• _WORK INSTRUCTIONS_
The answer is to be an exact copy of the lines below running from the line with "output point(693, 398)" down to the line with "output point(96, 63)", both ends included, and nothing more.

━━ THE INPUT

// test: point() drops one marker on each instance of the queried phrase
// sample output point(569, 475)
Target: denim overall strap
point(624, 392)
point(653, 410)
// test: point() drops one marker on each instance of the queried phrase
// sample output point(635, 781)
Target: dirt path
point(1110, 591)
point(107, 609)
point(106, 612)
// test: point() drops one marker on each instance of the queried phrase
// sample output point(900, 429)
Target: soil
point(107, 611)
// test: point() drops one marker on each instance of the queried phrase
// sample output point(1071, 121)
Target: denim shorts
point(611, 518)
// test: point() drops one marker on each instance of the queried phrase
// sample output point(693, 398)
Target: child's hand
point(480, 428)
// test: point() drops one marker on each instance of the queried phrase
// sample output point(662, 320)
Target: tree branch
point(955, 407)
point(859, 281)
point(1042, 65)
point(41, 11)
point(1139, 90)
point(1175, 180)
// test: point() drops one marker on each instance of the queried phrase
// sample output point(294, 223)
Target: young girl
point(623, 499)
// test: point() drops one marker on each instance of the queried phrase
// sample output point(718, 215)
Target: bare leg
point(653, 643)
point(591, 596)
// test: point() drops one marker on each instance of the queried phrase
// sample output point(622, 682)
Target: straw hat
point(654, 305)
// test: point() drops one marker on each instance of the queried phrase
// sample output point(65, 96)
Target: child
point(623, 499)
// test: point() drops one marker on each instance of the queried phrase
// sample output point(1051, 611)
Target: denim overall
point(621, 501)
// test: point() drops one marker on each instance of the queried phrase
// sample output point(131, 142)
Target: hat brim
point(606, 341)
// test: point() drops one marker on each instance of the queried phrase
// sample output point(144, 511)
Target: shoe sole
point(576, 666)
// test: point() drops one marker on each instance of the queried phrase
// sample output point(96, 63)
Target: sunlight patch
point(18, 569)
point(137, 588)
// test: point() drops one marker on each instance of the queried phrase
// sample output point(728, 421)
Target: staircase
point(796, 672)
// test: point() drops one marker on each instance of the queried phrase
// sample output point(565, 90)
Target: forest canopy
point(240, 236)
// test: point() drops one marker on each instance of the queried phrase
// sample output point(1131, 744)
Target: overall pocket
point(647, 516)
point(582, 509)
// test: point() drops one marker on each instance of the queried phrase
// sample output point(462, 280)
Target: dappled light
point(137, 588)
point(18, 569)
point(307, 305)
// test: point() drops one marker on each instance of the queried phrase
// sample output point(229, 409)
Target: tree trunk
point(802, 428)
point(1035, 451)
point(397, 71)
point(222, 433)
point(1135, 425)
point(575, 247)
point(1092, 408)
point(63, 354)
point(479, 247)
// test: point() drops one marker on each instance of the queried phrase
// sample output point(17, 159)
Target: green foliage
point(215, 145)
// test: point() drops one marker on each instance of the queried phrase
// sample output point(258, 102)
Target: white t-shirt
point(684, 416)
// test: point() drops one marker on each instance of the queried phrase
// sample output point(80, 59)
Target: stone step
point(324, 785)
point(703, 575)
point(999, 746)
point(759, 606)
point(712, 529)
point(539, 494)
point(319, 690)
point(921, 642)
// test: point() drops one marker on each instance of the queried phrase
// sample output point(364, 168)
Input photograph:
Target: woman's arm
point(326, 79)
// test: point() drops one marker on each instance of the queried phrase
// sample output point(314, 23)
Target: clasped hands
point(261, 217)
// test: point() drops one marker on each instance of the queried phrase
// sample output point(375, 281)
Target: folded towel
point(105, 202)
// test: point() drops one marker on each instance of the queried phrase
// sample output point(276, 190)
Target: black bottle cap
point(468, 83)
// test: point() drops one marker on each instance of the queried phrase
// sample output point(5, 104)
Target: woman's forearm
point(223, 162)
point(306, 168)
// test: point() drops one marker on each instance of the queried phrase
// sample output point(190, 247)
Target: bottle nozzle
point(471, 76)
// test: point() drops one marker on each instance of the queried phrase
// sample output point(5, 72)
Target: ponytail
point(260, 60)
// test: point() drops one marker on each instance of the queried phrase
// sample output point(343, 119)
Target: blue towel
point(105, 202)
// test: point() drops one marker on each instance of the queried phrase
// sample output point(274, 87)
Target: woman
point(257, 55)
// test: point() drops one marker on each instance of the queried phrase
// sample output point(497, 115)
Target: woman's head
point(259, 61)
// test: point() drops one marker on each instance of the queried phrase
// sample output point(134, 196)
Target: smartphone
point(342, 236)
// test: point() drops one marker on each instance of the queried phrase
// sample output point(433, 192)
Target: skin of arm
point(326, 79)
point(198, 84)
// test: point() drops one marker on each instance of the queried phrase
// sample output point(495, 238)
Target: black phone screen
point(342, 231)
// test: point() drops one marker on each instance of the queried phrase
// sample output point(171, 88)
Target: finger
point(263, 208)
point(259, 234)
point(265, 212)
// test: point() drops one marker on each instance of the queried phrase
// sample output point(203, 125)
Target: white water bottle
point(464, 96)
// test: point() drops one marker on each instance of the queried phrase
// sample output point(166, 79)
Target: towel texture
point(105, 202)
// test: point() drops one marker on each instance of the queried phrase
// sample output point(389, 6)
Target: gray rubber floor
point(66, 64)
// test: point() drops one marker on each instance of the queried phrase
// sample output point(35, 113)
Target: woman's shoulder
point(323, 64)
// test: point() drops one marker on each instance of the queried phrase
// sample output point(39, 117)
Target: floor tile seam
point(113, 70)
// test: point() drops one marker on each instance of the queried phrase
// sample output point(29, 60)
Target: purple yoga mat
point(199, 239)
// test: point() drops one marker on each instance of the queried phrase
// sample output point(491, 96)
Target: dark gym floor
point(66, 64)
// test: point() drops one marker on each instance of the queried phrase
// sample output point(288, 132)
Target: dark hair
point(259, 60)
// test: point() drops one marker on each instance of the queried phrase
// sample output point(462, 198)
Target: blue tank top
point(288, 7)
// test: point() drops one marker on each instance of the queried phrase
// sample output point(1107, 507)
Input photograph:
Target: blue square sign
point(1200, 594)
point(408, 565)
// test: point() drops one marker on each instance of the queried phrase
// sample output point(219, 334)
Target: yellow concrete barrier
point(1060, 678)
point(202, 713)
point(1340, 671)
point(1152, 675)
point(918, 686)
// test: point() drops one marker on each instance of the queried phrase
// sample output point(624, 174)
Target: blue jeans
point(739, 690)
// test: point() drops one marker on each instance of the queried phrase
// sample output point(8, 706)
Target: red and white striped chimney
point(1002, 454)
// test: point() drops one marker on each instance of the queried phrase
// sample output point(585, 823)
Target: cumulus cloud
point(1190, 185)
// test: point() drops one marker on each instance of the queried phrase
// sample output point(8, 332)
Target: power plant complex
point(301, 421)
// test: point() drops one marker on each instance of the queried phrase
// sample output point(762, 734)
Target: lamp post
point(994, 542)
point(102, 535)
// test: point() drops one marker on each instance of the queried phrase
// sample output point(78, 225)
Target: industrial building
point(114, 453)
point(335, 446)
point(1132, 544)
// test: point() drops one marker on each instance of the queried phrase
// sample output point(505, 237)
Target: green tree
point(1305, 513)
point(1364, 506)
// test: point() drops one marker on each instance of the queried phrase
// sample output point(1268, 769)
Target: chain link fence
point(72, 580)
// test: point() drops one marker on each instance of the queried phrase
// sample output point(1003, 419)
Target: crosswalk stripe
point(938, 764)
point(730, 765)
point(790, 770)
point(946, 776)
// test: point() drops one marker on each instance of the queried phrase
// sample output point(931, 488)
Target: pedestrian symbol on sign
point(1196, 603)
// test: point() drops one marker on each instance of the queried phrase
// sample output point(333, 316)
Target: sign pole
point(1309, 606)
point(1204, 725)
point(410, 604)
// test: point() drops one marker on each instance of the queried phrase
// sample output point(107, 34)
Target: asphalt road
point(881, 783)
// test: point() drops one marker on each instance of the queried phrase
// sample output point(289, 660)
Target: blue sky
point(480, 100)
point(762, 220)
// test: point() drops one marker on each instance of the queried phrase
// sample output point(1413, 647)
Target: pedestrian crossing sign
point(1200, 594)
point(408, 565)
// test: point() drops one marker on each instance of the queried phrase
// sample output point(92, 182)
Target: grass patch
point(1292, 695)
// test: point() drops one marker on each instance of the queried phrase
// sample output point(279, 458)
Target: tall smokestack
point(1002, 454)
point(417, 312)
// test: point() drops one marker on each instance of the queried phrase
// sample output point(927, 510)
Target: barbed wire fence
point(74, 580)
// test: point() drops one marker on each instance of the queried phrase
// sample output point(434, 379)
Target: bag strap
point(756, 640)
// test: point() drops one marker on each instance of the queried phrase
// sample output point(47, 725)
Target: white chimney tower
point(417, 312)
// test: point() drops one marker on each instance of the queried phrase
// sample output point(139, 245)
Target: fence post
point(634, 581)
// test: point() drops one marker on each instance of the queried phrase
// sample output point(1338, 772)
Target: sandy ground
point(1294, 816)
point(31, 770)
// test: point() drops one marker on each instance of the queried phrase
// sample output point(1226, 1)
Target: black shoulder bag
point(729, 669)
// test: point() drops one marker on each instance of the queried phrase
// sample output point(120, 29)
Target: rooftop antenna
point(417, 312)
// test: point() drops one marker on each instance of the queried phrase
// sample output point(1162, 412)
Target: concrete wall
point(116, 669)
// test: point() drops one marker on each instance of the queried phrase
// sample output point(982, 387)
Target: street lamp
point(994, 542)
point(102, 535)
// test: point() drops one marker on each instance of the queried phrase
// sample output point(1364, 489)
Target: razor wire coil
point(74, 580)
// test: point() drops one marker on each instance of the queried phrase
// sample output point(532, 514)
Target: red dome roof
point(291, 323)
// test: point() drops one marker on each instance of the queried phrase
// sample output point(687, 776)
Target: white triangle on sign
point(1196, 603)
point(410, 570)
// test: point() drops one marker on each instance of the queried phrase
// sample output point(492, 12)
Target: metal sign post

━━━━

• _RESULT FOR THIS EXERCISE_
// sample output point(693, 398)
Target: child's hand
point(480, 428)
// test: point() drops one marker on each instance of the queried phrase
// sample output point(662, 320)
Target: tree branch
point(955, 407)
point(859, 281)
point(1042, 65)
point(41, 11)
point(1139, 90)
point(1175, 180)
// test: point() drops one marker on each instance of the queried phrase
// sample output point(294, 223)
Target: young girl
point(623, 499)
// test: point() drops one marker on each instance of the queried phrase
// sample output point(718, 215)
Target: bare leg
point(653, 643)
point(591, 596)
// test: point() drops one marker on each instance of the queried phrase
// sample output point(622, 682)
Target: straw hat
point(654, 305)
// test: point() drops one marker on each instance of the queried phrase
// sample output point(65, 96)
Target: child
point(623, 499)
// test: point() drops one marker on each instance of the queried phrase
// sample output point(1051, 611)
Target: denim overall
point(621, 501)
// test: point() drops one marker on each instance of the queried phrase
// sample output point(131, 142)
Target: hat brim
point(606, 341)
// test: point() drops one marker on each instance of the queried phrase
// sample output point(144, 511)
Target: shoe sole
point(576, 666)
// test: point() drops one marker on each instance of the queried phrase
// sample output point(96, 63)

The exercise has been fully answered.